##### Extrait du document #####

Article intéressant (pas tout à fait récent, encore que, relativement parlant…) d’Alexander Stille sur la durée de vie des technologies, notamment celles qui sont liées au stockage et à la diffusion de l’information. Forme de visite guidée d’un laboratoire consacré aux technologies obsolètes, au sein du Department of Special Media Preservation de National Archives (Washington). Quelques observations intéressantes en marge de l’évocation de dinosaures technologiques. D’abord sur le lien intime entre le support et l’information :

One of the great ironies of the information age is that, while the late twentieth century will undoubtedly have recorded more data than any other period in history, it will also almost certainly have lost more information than any previous era.

there appears to be a direct relationship between the newness of technology and its fragility. A librarian at Yale University, Paul Conway, has created a graph going back to ancient Mesopotamia that shows that while the quantity of information being saved has increased exponentially, the durability of media has decreased almost as dramatically.

Sur les conséquences d’une incapacité à composer avec cette obsolescence :

Because of the problems posed by reconstructing obsolete hardware and software, the Archives issued an order that government agencies were free to print out their email onto paper for permanent storage.

#####

Le problème:
Pouvez-vous recopier le passage de l'extrait sur la durée de vie des technologies qui commence à « One of the great » et se termine à « for permanent storage. » ?

##### Données répertoriées #####

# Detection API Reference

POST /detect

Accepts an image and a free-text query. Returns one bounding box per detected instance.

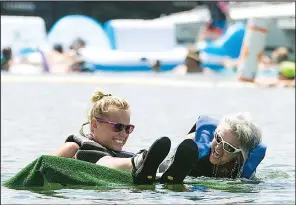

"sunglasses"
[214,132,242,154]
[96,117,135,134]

#####
##### Données répertoriées #####

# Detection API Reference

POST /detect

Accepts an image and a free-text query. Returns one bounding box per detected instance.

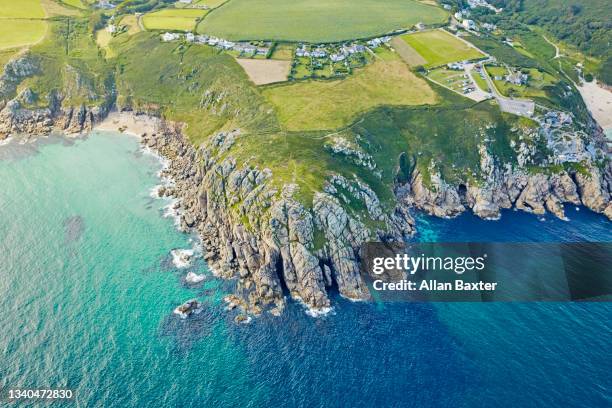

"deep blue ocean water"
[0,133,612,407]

#####

Solution proposée:
One of the great ironies of the information age is that, while the late twentieth century will undoubtedly have recorded more data than any other period in history, it will also almost certainly have lost more information than any previous era.

there appears to be a direct relationship between the newness of technology and its fragility. A librarian at Yale University, Paul Conway, has created a graph going back to ancient Mesopotamia that shows that while the quantity of information being saved has increased exponentially, the durability of media has decreased almost as dramatically.

Sur les conséquences d’une incapacité à composer avec cette obsolescence :

Because of the problems posed by reconstructing obsolete hardware and software, the Archives issued an order that government agencies were free to print out their email onto paper for permanent storage.